** DOCUMENT EXTRACT follows **

The World Bank has noted that Nigeria’s per capita income could fall to its lowest since 1980.
The global institution’s country director, Shubham Chaudhuri, who gave the hint while speaking on Monday at the 26th summit of the Nigerian Economic Summit Group (NESG), warned said Nigeria was at a “critical juncture.”
According to him, the country was yet to recover from the oil price shock of 2014-2016 before the coronavirus outbreak.
Chauduri noted that the collapse in crude oil prices, had a devastating impact on Nigeria’s revenue, balance of payments and remittances from Nigerians in diaspora.
“Crisis like this is often what it takes to bring a nation together to have that consensus within the political, business, government, military, civil society to say and we have to do something that departs from business as usual,” he said.

** End of DOCUMENT EXTRACT **
** EXCERPTED RECORDS follows **

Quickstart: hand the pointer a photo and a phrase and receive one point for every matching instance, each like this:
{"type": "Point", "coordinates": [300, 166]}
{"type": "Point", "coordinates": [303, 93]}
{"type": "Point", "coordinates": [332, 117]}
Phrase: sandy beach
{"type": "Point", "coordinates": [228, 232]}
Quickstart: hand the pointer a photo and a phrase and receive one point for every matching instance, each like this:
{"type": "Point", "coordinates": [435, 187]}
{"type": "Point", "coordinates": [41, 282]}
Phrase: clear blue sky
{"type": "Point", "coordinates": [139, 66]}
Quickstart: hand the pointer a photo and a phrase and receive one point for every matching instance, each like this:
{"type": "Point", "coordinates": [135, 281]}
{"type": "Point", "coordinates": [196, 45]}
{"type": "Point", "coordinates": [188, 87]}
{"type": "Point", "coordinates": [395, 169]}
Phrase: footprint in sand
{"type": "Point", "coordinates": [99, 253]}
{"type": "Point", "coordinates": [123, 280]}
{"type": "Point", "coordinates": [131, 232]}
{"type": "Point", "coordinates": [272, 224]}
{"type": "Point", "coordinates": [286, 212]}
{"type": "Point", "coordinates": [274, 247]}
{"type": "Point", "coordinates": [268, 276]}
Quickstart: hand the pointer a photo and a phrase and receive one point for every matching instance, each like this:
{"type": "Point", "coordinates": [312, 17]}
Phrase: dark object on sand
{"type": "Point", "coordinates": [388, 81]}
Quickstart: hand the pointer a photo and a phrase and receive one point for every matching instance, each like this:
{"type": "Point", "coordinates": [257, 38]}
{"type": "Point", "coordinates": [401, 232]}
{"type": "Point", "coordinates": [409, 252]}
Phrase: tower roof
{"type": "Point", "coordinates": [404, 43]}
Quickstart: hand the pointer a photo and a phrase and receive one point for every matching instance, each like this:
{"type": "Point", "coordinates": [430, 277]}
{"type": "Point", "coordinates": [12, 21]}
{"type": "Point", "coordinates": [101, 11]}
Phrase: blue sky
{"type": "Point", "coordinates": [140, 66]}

** End of EXCERPTED RECORDS **

*PROBLEM SET*
A. Summarize the article on Nigeria's economy in two sentences.
B. According to the quoted remarks in the article on Nigeria's economy, which groups must reach consensus for the nation to come together? List all of them.

*ANSWERS FOR THE TASKS*
A. The World Bank's country director, Shubham Chaudhuri, told the 26th summit of the Nigerian Economic Summit Group that Nigeria's per capita income could fall to its lowest since 1980 and that the country was at a "critical juncture." He said Nigeria had not recovered from the 2014-2016 oil price shock before the coronavirus outbreak, and that the collapse in crude oil prices had a devastating impact on its revenue, balance of payments and remittances from Nigerians in diaspora.

B.
- political
- business
- government
- military
- civil society